* _Work item_
Set down each entry exactly as given; pictures should not appear in the copy.

========================================

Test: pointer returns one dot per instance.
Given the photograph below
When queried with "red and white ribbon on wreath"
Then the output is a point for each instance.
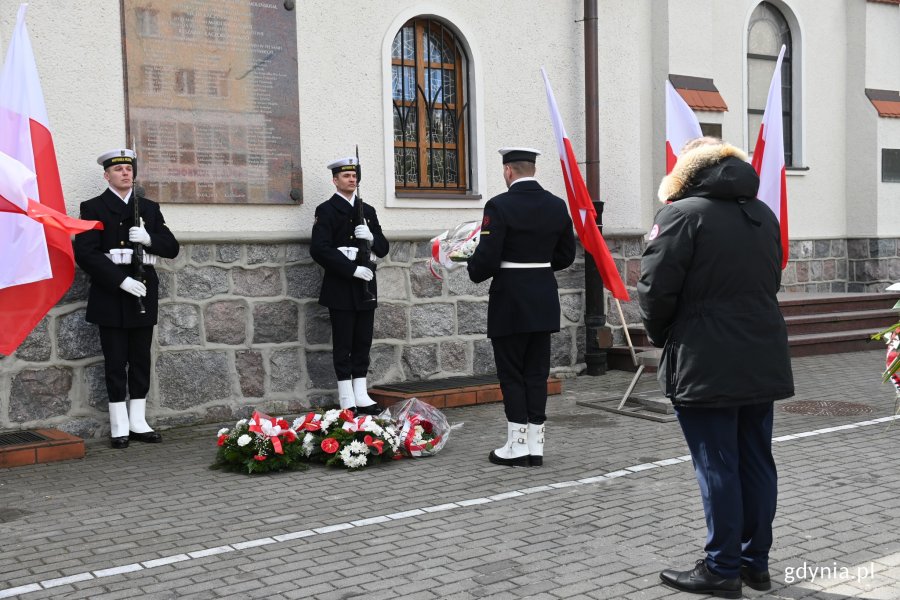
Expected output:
(439, 255)
(356, 424)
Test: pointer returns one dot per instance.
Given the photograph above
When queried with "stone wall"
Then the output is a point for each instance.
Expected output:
(240, 328)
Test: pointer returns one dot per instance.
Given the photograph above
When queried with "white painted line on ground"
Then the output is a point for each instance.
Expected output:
(66, 580)
(118, 570)
(34, 587)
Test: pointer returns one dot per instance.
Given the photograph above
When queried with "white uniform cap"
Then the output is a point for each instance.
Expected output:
(343, 164)
(117, 156)
(519, 154)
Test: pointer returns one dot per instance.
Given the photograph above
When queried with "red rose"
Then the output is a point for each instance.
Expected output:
(330, 445)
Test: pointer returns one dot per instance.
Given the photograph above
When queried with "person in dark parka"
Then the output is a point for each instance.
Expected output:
(349, 286)
(709, 278)
(526, 235)
(105, 255)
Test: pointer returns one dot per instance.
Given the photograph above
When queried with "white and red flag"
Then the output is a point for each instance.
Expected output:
(768, 158)
(682, 125)
(36, 261)
(580, 206)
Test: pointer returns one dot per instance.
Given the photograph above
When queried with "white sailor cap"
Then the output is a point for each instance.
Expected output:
(349, 163)
(117, 157)
(519, 154)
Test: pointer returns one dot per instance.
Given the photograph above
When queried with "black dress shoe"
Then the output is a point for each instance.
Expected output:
(700, 580)
(519, 461)
(372, 409)
(150, 437)
(758, 580)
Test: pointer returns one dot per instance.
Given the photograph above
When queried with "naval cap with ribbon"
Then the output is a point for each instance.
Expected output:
(519, 154)
(119, 156)
(349, 163)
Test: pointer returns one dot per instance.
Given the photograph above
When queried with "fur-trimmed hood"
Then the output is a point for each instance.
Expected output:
(714, 171)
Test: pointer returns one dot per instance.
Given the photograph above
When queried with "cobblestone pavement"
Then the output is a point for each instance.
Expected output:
(614, 503)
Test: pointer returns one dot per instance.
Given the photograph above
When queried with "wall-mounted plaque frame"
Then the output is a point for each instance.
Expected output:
(211, 98)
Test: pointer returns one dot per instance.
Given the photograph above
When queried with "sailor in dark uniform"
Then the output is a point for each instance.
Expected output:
(526, 235)
(342, 243)
(106, 256)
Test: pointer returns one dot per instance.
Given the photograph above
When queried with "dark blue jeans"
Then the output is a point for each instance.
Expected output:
(732, 453)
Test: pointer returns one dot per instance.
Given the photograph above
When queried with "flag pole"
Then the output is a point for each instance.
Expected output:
(625, 329)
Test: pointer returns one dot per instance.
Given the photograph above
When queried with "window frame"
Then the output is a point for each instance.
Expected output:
(424, 144)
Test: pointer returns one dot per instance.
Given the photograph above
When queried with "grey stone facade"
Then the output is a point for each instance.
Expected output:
(240, 328)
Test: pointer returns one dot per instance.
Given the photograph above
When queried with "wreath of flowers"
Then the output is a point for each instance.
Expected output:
(260, 445)
(338, 438)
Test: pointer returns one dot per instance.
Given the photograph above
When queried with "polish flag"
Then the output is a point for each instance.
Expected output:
(682, 125)
(580, 206)
(36, 262)
(768, 158)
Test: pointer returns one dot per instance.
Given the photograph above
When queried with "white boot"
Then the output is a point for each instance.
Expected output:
(137, 420)
(536, 444)
(515, 452)
(118, 424)
(364, 404)
(136, 415)
(345, 394)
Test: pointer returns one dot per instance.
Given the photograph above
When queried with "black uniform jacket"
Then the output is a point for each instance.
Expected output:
(108, 305)
(333, 228)
(709, 278)
(527, 224)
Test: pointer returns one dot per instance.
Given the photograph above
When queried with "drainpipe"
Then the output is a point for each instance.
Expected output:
(598, 336)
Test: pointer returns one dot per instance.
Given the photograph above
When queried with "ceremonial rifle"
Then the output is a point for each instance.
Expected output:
(364, 247)
(137, 256)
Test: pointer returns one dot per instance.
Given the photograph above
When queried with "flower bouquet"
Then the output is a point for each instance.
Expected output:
(891, 337)
(260, 445)
(423, 429)
(338, 438)
(454, 247)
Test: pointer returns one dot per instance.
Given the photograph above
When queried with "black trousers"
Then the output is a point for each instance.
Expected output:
(126, 353)
(351, 339)
(732, 453)
(523, 365)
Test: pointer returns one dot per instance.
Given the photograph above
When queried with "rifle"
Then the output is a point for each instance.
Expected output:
(364, 253)
(137, 257)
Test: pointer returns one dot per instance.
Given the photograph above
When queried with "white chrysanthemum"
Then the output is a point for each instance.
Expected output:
(358, 447)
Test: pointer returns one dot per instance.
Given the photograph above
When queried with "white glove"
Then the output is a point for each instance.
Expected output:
(362, 232)
(349, 251)
(134, 287)
(363, 273)
(139, 235)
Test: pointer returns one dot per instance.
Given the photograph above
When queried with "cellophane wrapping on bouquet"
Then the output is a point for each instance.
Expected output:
(423, 429)
(454, 247)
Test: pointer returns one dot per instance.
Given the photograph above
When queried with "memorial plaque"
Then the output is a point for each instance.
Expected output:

========================================

* _Answer to this task_
Test: pointer returns one dot per instance.
Given the photograph below
When queried with "red and white ribbon on wreath"
Then the output is a point for each instance.
Expected output:
(439, 255)
(356, 424)
Test: pointer returns one dot per instance.
Given the photograph above
When queried with "stone wall"
Then the output is a point for each instance.
Expected output:
(240, 328)
Test: pointer returns one dot per instance.
Given the photograph above
When queried with "white painted line on ground"
Then the output is a point for each instance.
Expected output:
(66, 580)
(118, 570)
(34, 587)
Test: pointer returns one dot per instance.
Given the photograph above
When queried with "white uniform cap"
Then the output is a point for each instance.
Expected output:
(343, 164)
(117, 156)
(519, 154)
Test: pointer returns one dot per instance.
Given the photograph above
When queried with "red rose"
Then the output is a point for each instance.
Expected output:
(330, 445)
Test: pointer returns one dot per instance.
Given the photograph above
When queried with "person in dark parka"
Then the output is a point for each instance.
Expected output:
(349, 286)
(709, 278)
(526, 235)
(105, 255)
Test: pointer returns one dot per instance.
Given the photograph above
When queried with "white and red flag"
Then the output is a point for each instance.
Expected output:
(768, 158)
(682, 125)
(36, 261)
(580, 206)
Test: pointer returns one dot per instance.
Given the photograph above
When queried with "white sailor cap"
Then the output is a point for each instance.
Expected output:
(349, 163)
(117, 157)
(519, 154)
Test: pointer returns one dot per instance.
Given the photograph above
When queried with "black dress shoe"
Then the output is a point for each instance.
Expected output:
(700, 580)
(519, 461)
(372, 409)
(150, 437)
(758, 580)
Test: pointer returns one dot per instance.
Given the photograph above
When queried with "naval cap with ribbon"
Then the output is a point for each instance.
Expected output:
(519, 154)
(119, 156)
(349, 163)
Test: pointer returns one dot per instance.
Given the photograph above
When queried with "fur-trimmed hood"
Then the output is a point for each instance.
Expected output:
(714, 171)
Test: pointer returns one dot per instance.
Given the photograph above
When queried with "cobblestone pavement"
Then the output is a point for each instance.
Expected output:
(614, 503)
Test: pointer returns one dot per instance.
Given the photograph above
When queried with "wall-mounted plaque frame"
Then the output is a point for each instance.
Expected output:
(211, 98)
Test: pointer returns one dot per instance.
Given the photograph above
When queried with "sailor in dark uniform"
Then the output is a point for each instance.
Expected output:
(526, 235)
(342, 243)
(106, 256)
Test: pointer returns one dot per instance.
Given the photograph above
When queried with "dark blue jeans"
Then the output is a point for each instance.
Expected output:
(732, 453)
Test: pointer returns one dot per instance.
Given the photograph above
When queried with "flag pole"
Then the output is a point for each instance.
Expected output:
(625, 329)
Test: pointer returns one dot per instance.
Given the photograph above
When queried with "window frame"
Then the output is a point for each instance.
Expected output:
(424, 144)
Test: pointer returns one dot per instance.
Given the photograph above
When queried with "grey stone facade"
Then the output is a point for each instance.
Expected output:
(240, 328)
Test: pointer returns one dot per instance.
Given the photograph above
When queried with "wreath of flowers"
Then the output is a point for each instance.
Expected output:
(260, 445)
(338, 438)
Test: pointer returns one dot per instance.
Given the photograph above
When queried with "polish flag"
Then the output is a point for each instance.
Expected output:
(682, 125)
(580, 206)
(36, 262)
(768, 158)
Test: pointer returns one dot per instance.
Given the photograph above
When queried with "white boot"
Then the output is a point for each instance.
Expected output:
(137, 420)
(536, 444)
(515, 452)
(118, 424)
(364, 404)
(136, 415)
(345, 394)
Test: pointer returns one dot per instance.
Given the photograph above
When queried with "black uniform jacket"
Then the output is a point for each instance.
Expected output:
(108, 305)
(333, 228)
(709, 278)
(527, 224)
Test: pointer returns one dot per instance.
Given the photograph above
When queried with "drainpipe"
Then the output is a point for each instance.
Expected output:
(598, 336)
Test: pointer returns one dot per instance.
Given the photograph above
When queried with "ceremonial rifle"
Then the output is a point for each instance.
Expected output:
(364, 247)
(137, 256)
Test: pointer returns one dot per instance.
Given the photograph above
When queried with "flower bouquet"
Then the output is a point for each instance.
Expected output:
(891, 337)
(260, 445)
(423, 429)
(338, 438)
(454, 247)
Test: pointer returns one dot per instance.
Given the photograph above
When queried with "black trousers"
Then the output is a point for each instance.
Expected output:
(126, 353)
(351, 339)
(732, 453)
(523, 365)
Test: pointer returns one dot per instance.
Given the photograph above
When queried with "rifle"
Then the output is a point for each instance.
Expected output:
(364, 253)
(137, 257)
Test: pointer returns one dot per instance.
Given the photograph above
When queried with "white chrysanthemum"
Then the output is a point for each instance.
Expected output:
(358, 447)
Test: pointer returns one dot per instance.
Given the photograph above
When queried with "white glove"
Then the output is a point for each instance.
Expected output:
(362, 232)
(349, 251)
(134, 287)
(363, 273)
(139, 235)
Test: pointer returns one dot per instance.
Given the photograph above
When queried with "cellophane wrapping on bouquet"
Then the output is a point for each instance.
Expected output:
(423, 429)
(454, 247)
Test: pointer returns one dot per instance.
Given the photograph above
When queried with "memorial plaque"
Then the output is a point for each instance.
Expected output:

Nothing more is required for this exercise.